Data supplied: Begin
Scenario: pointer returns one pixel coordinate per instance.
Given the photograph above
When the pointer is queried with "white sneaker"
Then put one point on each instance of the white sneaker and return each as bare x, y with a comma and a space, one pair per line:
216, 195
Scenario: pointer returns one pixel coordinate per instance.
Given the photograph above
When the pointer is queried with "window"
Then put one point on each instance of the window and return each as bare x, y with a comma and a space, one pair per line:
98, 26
Data supplied: End
What is needed is an exact copy of the line containing "Then put one point on each instance of the window" and each line after it, through the final line of the entries above.

Result below:
Then put one point on each instance of the window and return each as bare x, y with a comma and a space, one pair per line:
98, 26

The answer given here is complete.